THE REQUEST —
Repeat each line exactly, leaving nothing out.

* * *

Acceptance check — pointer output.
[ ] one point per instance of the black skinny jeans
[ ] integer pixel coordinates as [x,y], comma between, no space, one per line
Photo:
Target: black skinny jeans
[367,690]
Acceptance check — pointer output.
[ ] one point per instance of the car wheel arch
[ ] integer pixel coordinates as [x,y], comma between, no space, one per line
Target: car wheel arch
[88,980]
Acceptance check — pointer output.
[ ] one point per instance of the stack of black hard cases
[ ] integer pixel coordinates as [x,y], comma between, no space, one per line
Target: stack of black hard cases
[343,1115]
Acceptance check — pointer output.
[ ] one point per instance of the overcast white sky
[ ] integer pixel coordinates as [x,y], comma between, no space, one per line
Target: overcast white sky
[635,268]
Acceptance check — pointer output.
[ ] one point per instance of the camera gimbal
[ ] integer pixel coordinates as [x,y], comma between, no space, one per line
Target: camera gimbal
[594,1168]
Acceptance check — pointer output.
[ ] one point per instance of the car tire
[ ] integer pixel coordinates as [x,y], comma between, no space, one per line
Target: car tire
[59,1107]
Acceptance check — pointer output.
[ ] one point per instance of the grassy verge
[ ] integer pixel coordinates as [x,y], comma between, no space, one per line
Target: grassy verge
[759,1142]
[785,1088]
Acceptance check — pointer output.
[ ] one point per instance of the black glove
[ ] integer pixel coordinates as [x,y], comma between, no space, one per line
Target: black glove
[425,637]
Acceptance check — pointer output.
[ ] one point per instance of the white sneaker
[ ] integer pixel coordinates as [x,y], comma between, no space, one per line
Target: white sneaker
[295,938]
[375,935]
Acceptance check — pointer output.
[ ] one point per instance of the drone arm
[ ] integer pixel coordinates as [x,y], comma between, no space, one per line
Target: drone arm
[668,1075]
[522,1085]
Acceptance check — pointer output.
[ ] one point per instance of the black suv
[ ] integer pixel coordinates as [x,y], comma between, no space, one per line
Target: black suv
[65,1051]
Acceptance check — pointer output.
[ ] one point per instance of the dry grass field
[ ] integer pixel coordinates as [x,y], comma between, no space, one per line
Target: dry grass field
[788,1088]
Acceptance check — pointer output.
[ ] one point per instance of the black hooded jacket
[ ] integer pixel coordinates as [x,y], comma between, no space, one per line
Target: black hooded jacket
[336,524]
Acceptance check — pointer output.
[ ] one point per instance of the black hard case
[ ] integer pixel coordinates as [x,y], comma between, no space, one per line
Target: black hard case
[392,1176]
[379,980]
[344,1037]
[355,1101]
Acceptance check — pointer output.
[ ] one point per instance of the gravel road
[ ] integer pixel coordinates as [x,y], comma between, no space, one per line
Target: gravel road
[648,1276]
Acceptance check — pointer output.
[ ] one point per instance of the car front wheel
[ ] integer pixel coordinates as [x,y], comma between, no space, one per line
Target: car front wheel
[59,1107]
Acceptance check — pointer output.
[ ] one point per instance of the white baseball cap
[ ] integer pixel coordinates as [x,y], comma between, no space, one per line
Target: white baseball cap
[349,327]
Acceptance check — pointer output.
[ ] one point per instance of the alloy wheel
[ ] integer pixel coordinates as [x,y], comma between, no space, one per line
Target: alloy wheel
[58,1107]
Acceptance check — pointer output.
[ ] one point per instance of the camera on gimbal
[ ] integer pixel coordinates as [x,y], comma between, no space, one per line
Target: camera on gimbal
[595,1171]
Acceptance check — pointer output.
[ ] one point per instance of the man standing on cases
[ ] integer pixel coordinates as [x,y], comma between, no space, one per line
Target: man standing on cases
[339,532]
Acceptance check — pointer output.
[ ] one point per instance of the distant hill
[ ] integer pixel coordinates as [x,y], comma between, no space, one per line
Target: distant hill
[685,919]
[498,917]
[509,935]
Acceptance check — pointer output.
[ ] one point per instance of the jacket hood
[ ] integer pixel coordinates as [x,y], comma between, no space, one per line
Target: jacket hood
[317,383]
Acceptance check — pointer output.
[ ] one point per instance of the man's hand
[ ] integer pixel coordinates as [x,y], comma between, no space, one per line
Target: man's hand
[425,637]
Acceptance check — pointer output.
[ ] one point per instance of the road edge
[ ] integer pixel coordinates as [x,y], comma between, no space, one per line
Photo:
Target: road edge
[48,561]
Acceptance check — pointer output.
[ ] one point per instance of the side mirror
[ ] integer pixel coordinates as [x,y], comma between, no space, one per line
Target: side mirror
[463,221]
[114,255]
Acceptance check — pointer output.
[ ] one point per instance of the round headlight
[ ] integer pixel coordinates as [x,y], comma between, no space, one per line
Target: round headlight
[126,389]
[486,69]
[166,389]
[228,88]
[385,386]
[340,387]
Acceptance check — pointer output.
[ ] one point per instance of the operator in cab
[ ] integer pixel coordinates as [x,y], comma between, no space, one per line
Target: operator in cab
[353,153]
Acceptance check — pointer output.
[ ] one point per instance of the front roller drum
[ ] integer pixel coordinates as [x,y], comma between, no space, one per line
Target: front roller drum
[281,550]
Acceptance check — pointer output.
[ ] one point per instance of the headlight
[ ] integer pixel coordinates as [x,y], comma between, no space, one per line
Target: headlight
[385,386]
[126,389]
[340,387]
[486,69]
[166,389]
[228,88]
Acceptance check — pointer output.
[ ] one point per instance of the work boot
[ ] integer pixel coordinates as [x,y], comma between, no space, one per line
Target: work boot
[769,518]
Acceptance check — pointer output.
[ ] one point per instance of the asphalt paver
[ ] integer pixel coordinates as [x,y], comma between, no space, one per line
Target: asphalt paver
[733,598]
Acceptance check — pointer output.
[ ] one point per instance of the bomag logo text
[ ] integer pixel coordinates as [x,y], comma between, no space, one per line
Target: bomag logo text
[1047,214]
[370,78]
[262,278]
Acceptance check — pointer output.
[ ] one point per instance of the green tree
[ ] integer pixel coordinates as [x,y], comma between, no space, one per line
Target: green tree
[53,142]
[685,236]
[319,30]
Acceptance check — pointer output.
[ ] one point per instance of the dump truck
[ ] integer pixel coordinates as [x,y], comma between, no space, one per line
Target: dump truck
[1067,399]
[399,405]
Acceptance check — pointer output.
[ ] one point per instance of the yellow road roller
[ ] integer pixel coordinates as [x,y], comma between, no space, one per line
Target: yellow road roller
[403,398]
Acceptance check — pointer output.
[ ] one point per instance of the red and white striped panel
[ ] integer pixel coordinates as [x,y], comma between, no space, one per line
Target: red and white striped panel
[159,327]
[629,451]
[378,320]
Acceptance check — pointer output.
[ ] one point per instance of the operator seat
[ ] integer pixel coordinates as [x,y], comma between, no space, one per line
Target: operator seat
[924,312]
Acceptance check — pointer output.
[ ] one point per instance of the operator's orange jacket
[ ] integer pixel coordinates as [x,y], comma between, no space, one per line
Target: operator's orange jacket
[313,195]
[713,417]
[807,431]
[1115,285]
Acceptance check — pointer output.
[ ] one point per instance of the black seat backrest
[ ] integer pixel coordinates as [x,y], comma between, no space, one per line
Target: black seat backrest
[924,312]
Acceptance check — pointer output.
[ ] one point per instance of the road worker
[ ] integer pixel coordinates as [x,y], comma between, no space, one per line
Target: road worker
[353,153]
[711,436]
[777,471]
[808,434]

* * *

EXPECTED ANSWER —
Acceptance check — pointer output.
[ ] one point per instance of the black skinny jeans
[ ] integer pixel coordinates as [x,y], comma between, no space, one per line
Photo:
Target: black skinny jeans
[367,690]
Acceptance check — pointer output.
[ ] one point per instance of the car wheel arch
[ ] integer pixel coordinates as [x,y], comma between, no space, one per line
Target: car wheel arch
[88,980]
Acceptance check — pointer output.
[ ] one point per instance of the stack of black hard cases
[ ] integer pixel coordinates as [x,y], comma between, no space, one per line
Target: stack of black hard cases
[343,1115]
Acceptance check — pointer output.
[ ] one point per instance of the overcast white sky
[ ] integer pixel coordinates as [x,y], comma between, no space, one per line
Target: overcast white sky
[635,268]
Acceptance check — pointer output.
[ ] one point per instance of the camera gimbal
[ ] integer pixel coordinates as [x,y], comma between, no space, one per line
Target: camera gimbal
[594,1168]
Acceptance check — pointer output.
[ ] one point per instance of the car tire
[ ] integer pixel coordinates as [x,y], comma between, no space, one per line
Target: car tire
[59,1107]
Acceptance check — pointer output.
[ ] one point per instance of the grassy verge
[ ] integer pixel coordinates as [x,y], comma between, no space, one per line
Target: grassy verge
[759,1142]
[785,1088]
Acceptance check — pointer output.
[ ] one point per instance of the black glove
[ ] integer pixel coordinates as [x,y], comma between, no space, one per line
Target: black glove
[425,637]
Acceptance check — pointer output.
[ ] one point per instance of the white sneaker
[ ] integer pixel coordinates as [x,y], comma between, no space, one per line
Target: white sneaker
[295,938]
[375,935]
Acceptance check — pointer output.
[ ] one point per instance of the drone arm
[ ] integer pixel coordinates as [x,y], comma between, no space, one per line
Target: drone arm
[668,1075]
[522,1085]
Acceptance check — pointer output.
[ ] one point per instance of the black suv
[ ] integer pixel coordinates as [x,y], comma between, no space, one per line
Target: black suv
[65,1051]
Acceptance check — pointer output.
[ ] one point per instance of the dry grass field
[ ] integer pixel coordinates as [x,y], comma between, no space, one per line
Target: dry grass field
[788,1088]
Acceptance check — pointer output.
[ ] one point per instance of the black hooded jacket
[ ] integer pixel coordinates as [x,y], comma between, no space, one per line
Target: black hooded jacket
[336,524]
Acceptance check — pointer output.
[ ] one point per instance of the black hard case
[ ] integer pixel coordinates as [x,y], comma between, no space, one per line
Target: black hard case
[392,1176]
[379,980]
[344,1037]
[355,1101]
Acceptance check — pointer output.
[ ] one point per instance of the gravel road
[ ] integer pixel coordinates as [x,y], comma between, no space, one per line
Target: gravel road
[648,1276]
Acceptance check — pointer output.
[ ] one point per instance of the car front wheel
[ ] integer pixel coordinates as [x,y], comma between, no space, one per line
Target: car front wheel
[59,1107]
Acceptance check — pointer output.
[ ] one point per instance of the white baseball cap
[ ] integer pixel coordinates as [x,y], comma between, no space, one per line
Target: white baseball cap
[349,327]
Acceptance check — pointer output.
[ ] one point per instance of the alloy wheel
[ ] integer pixel coordinates as [x,y], comma between, no space, one per line
Target: alloy wheel
[58,1107]
Acceptance check — pointer output.
[ ] one point per instance of the camera on gimbal
[ ] integer pixel coordinates as [x,y], comma between, no space, one per line
Target: camera on gimbal
[595,1171]
Acceptance check — pointer output.
[ ] one point per instance of the man standing on cases
[ ] integer pixel coordinates as [x,y], comma between, no space, one per line
Target: man standing on cases
[339,532]
Acceptance check — pointer output.
[ ] one point per instance of the distant hill
[ ] integer pixel coordinates as [x,y], comma between, no space, one per line
Target: distant hill
[685,919]
[498,917]
[509,935]
Acceptance check — pointer output.
[ ] one point per instance of the jacket hood
[ ] integer pixel coordinates as [x,y], comma between, no space, one per line
Target: jacket hood
[317,383]
Acceptance check — pointer output.
[ ] one point per instance of the man's hand
[ ] integer pixel coordinates as [x,y], comma between, no space, one per line
Target: man's hand
[425,637]
Acceptance check — pointer output.
[ ] one point per instance of the road edge
[ ] integer pixel coordinates as [x,y], comma between, no space, one per line
Photo:
Target: road edge
[48,561]
Acceptance check — pointer output.
[ ] one point per instance of the side mirror
[ ] integer pixel coordinates as [x,y], comma between, no space, one per line
Target: side mirror
[463,221]
[114,255]
Acceptance check — pointer output.
[ ] one point per instance of the round headlight
[ ] integer pixel coordinates as [x,y], comma between, no space, one per line
Target: round headlight
[126,389]
[486,69]
[166,389]
[228,88]
[385,386]
[340,387]
Acceptance check — pointer output.
[ ] one point per instance of the operator in cab
[ ] integer pixel coordinates as [x,y], comma between, no space, one per line
Target: operator in cab
[353,153]
Acceptance check — pointer output.
[ ] one point per instance of the front roller drum
[ ] integer pixel coordinates as [x,y], comma between, no space, one per line
Target: front roller drum
[281,550]
Acceptance check — pointer output.
[ ] one point per instance of the headlight
[ ] integer pixel coordinates as [x,y], comma between, no space, one per line
Target: headlight
[385,386]
[126,389]
[340,387]
[486,69]
[166,389]
[228,88]
Acceptance check — pointer output.
[ ] one point per instance of the work boot
[ ] integer pixel coordinates as [x,y], comma between, no space, one per line
Target: work boot
[769,518]
Acceptance check — pointer output.
[ ] one point per instance of the asphalt paver
[ ] integer pixel coordinates as [x,y], comma between, no space, one per line
Target: asphalt paver
[733,598]
Acceptance check — pointer output.
[ ] one point per instance of the bomag logo text
[ ] integer pixel coordinates as [x,y], comma between, no space, one per line
Target: bomag logo text
[1047,214]
[370,78]
[262,278]
Acceptance check — pointer output.
[ ] one point per instance of the green tree
[ ] integer pixel coordinates as [x,y], comma between, no space, one per line
Target: green tree
[53,142]
[685,236]
[319,30]
Acceptance check — pointer output.
[ ] one point per instance of the dump truck
[ ] integer pixel coordinates as [x,y], comma between, no space, one per line
Target: dump truck
[1067,399]
[399,405]
Acceptance check — pointer output.
[ ] one point per instance of the yellow road roller
[ ] integer pixel coordinates as [x,y], comma between, no space, one per line
Target: yellow road roller
[403,398]
Acceptance check — pointer output.
[ ] one point per instance of the red and white striped panel
[ ] integer pixel coordinates as [x,y], comma between, no space, one per line
Target: red and white striped panel
[159,327]
[629,451]
[378,320]
Acceptance check — pointer output.
[ ] one point per instance of the operator seat
[ ] integer pixel coordinates as [x,y], comma between, no space, one per line
Target: operator seat
[924,312]
Acceptance check — pointer output.
[ ] one point per instance of the operator's orange jacket
[ ] integer pixel coordinates as [x,y], comma between, no space, one per line
Target: operator's orange jacket
[313,195]
[713,417]
[807,431]
[1115,285]
Acceptance check — pointer output.
[ ] one point per instance of the black seat backrest
[ ] integer pixel coordinates as [x,y], comma between, no space, one per line
Target: black seat backrest
[924,312]
Acceptance check — pointer output.
[ ] one point per instance of the road worker
[ ] integer pixel coordinates as [x,y], comma between, no space, one per line
Target: road worker
[353,153]
[711,436]
[777,471]
[808,434]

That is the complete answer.